● **Stated exercise**
Determine how many lines in the records below contain the word "foliage". State only the number.

──────── Entries supplied

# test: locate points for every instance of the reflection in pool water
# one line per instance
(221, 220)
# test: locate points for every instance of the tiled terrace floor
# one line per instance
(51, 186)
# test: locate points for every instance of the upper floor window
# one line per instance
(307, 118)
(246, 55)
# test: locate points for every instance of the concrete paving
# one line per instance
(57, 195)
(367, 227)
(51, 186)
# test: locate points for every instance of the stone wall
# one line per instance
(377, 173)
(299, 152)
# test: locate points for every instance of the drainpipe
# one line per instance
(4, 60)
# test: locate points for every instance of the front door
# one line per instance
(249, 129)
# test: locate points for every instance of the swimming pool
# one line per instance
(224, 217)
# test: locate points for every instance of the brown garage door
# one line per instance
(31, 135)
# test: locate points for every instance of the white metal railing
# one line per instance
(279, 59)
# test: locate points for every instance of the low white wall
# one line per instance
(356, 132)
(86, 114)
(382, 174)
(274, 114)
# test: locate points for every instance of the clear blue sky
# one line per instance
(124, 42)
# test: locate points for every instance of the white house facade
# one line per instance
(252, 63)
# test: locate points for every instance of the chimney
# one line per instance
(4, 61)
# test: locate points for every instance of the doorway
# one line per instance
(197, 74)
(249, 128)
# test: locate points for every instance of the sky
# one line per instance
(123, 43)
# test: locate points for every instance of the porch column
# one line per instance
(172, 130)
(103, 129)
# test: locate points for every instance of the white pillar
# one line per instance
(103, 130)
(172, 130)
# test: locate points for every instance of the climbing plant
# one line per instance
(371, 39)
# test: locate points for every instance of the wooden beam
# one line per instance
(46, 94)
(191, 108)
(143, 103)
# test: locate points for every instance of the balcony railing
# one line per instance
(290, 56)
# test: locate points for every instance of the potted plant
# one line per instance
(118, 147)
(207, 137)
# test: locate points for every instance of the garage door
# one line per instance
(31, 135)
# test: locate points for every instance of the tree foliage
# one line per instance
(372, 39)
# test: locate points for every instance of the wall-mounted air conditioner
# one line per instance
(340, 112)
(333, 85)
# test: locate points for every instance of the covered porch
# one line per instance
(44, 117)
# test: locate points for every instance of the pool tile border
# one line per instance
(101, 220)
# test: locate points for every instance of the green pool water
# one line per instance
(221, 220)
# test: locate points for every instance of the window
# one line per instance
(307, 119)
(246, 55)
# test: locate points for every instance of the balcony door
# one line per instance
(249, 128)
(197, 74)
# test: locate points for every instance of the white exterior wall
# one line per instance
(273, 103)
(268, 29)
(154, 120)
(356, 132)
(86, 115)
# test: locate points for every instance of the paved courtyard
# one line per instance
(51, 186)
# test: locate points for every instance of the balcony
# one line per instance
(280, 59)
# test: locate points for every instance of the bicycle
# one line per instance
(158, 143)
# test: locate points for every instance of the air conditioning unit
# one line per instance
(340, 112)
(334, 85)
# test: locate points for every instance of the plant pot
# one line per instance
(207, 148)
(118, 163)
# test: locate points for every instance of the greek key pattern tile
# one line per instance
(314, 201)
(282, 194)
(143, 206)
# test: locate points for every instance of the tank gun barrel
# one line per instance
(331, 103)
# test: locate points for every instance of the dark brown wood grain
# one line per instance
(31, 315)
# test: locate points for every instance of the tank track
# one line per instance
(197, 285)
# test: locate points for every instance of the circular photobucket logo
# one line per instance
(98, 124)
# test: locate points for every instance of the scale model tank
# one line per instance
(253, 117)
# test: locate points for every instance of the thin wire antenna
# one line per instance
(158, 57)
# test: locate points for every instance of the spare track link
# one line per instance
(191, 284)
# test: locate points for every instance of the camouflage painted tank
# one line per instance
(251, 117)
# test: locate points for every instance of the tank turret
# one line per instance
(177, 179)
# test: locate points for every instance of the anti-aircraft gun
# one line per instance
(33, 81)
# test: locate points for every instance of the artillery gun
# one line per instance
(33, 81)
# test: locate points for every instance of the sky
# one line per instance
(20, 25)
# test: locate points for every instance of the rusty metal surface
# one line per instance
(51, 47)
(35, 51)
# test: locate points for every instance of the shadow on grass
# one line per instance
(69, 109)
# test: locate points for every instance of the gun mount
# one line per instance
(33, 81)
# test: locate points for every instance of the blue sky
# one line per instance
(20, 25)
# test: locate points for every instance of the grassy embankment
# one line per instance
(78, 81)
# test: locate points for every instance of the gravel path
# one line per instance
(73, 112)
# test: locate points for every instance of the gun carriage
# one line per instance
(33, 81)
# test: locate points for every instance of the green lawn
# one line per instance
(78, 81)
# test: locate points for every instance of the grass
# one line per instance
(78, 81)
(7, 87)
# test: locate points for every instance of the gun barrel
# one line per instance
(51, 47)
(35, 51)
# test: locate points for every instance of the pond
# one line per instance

────────────────
──────── Entries supplied

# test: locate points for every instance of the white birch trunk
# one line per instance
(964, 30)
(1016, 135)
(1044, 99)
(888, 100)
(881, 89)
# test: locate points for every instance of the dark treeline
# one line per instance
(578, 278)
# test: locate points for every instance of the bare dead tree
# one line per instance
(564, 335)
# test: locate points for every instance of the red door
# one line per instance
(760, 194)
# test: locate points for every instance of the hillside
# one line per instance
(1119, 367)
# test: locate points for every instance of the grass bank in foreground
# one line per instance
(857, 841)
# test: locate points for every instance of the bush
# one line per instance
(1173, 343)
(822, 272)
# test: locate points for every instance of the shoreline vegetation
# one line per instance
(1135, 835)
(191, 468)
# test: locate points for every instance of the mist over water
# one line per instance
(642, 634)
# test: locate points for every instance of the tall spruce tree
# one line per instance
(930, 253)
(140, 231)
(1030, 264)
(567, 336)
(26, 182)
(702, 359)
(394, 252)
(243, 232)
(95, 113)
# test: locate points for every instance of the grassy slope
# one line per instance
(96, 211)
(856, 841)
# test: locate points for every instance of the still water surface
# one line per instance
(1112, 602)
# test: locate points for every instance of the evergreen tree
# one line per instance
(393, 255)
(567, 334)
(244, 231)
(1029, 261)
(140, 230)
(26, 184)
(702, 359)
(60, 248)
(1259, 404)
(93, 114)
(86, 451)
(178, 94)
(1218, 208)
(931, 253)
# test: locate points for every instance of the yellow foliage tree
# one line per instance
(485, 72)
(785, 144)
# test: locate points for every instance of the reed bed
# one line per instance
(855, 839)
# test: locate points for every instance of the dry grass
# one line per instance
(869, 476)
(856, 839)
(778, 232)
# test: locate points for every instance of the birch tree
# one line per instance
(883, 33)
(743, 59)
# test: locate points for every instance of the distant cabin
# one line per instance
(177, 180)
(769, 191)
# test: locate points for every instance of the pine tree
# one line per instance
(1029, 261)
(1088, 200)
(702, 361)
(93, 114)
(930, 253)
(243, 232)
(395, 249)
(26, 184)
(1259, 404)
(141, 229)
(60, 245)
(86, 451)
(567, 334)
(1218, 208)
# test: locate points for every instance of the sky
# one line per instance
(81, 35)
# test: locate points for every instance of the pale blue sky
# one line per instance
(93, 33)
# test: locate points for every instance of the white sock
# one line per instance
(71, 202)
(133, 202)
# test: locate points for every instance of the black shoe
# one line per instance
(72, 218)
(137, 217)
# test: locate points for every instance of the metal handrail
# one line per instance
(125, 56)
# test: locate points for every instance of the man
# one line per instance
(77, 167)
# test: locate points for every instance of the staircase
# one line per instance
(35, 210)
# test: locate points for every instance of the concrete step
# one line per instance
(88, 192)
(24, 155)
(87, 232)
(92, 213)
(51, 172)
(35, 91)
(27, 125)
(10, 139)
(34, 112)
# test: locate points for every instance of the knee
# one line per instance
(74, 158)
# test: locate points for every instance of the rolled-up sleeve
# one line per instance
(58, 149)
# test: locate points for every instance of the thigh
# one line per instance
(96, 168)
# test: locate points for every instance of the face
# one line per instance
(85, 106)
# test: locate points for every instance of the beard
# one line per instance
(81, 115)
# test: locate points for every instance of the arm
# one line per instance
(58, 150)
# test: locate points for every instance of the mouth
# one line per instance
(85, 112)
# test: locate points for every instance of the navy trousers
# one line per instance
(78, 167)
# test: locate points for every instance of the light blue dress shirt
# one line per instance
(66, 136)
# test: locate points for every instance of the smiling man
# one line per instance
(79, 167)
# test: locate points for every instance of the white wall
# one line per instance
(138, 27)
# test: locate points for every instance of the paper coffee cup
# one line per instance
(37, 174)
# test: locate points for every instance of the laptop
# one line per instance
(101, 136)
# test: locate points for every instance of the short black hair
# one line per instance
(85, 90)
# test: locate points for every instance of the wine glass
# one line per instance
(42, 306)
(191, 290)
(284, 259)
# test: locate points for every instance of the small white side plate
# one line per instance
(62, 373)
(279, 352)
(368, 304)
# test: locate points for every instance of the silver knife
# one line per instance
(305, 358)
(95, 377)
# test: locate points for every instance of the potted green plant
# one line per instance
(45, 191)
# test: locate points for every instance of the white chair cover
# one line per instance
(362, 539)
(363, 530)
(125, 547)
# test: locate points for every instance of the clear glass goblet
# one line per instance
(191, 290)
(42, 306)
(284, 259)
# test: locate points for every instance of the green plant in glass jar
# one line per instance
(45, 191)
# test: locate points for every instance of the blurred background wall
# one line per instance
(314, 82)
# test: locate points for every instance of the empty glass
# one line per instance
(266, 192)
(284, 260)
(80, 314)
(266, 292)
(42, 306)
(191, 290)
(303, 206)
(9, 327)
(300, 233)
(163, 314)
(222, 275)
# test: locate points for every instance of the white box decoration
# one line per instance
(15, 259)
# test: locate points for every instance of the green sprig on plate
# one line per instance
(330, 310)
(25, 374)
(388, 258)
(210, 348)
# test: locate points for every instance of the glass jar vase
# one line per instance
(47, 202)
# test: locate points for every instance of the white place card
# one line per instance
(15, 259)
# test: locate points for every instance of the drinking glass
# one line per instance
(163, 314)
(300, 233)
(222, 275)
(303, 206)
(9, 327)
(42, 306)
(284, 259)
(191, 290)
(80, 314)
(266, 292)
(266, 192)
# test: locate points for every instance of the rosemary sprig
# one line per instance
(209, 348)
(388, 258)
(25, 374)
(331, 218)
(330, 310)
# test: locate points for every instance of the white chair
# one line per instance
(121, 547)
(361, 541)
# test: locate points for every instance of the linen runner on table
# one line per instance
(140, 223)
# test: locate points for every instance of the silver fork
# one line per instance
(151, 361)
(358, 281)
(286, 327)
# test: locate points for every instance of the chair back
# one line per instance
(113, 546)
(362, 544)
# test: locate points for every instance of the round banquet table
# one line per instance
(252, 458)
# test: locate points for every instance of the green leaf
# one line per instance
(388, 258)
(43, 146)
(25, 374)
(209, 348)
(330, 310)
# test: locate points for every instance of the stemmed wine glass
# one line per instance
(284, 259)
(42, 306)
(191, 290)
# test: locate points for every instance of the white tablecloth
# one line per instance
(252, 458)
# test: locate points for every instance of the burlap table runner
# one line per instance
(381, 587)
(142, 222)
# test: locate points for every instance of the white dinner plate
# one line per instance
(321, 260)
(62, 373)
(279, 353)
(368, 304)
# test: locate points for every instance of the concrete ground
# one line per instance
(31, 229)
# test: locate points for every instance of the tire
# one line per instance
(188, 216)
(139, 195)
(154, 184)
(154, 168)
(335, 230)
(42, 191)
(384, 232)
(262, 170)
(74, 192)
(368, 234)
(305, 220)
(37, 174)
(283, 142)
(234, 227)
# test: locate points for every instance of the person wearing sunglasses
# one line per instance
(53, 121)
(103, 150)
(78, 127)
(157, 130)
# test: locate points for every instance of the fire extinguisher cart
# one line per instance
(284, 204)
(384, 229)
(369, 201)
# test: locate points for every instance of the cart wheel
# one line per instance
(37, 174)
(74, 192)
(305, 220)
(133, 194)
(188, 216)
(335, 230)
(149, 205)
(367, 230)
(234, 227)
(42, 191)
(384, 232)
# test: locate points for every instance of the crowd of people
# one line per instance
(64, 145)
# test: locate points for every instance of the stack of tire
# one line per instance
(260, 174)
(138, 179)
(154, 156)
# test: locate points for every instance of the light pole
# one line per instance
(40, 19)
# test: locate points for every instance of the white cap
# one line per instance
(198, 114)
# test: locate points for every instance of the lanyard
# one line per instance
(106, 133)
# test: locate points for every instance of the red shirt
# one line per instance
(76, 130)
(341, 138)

────────────────
──────── Entries supplied

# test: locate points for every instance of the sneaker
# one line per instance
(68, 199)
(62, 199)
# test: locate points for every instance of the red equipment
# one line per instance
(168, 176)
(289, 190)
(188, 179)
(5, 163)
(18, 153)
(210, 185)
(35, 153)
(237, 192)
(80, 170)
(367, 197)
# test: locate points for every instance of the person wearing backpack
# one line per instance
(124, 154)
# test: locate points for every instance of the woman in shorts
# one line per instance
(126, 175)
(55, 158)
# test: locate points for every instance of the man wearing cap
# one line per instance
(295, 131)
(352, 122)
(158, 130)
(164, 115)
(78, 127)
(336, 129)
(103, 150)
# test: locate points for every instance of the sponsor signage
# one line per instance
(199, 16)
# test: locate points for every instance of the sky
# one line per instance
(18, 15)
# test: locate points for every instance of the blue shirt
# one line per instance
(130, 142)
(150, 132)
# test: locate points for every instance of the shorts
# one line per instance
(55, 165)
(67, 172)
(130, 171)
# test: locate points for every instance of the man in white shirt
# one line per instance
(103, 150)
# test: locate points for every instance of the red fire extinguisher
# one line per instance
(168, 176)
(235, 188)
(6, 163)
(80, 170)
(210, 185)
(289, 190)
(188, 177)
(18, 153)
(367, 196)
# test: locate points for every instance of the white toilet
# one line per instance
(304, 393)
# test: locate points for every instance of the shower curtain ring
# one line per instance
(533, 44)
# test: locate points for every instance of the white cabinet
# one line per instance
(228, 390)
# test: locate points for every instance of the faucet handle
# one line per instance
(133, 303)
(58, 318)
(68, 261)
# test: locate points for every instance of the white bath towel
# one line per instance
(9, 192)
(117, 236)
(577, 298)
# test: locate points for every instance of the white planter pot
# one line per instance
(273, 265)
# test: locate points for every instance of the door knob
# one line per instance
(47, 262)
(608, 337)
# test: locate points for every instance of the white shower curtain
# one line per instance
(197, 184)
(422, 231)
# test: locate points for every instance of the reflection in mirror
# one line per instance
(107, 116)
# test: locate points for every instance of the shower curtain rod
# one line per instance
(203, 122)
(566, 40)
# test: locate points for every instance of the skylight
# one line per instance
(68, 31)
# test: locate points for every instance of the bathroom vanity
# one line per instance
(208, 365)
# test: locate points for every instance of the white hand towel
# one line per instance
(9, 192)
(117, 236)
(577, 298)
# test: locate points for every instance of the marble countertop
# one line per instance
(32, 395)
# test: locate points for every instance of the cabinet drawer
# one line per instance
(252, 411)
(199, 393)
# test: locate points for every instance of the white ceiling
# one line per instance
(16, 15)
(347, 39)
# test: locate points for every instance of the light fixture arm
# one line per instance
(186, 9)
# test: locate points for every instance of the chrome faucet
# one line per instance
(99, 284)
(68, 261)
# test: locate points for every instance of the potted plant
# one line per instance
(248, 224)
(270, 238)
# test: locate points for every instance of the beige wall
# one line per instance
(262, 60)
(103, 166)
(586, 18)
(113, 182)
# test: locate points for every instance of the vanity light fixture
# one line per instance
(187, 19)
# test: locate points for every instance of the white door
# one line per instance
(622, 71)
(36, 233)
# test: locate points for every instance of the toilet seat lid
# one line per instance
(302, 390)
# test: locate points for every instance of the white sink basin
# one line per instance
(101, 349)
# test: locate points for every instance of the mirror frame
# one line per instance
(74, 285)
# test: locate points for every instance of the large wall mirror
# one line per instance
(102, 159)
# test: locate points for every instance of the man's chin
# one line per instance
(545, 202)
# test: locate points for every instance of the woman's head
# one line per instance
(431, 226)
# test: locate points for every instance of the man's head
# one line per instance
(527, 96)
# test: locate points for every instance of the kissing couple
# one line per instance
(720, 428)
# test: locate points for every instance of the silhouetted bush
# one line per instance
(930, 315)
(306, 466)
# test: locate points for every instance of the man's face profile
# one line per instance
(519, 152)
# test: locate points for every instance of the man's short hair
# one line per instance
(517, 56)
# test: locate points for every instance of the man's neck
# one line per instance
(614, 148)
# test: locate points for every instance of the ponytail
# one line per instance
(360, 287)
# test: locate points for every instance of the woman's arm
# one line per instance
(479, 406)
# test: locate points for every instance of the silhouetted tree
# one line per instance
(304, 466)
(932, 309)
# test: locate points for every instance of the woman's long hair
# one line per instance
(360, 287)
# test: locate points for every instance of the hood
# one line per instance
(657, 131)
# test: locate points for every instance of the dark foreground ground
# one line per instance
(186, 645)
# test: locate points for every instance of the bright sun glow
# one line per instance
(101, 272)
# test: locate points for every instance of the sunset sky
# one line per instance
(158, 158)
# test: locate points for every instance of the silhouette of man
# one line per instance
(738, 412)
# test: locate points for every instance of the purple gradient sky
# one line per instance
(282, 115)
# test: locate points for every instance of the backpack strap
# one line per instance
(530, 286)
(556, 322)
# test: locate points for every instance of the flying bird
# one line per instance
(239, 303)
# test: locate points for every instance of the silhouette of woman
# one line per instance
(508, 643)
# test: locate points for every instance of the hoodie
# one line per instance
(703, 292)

────────────────

● **Exercise answer**
2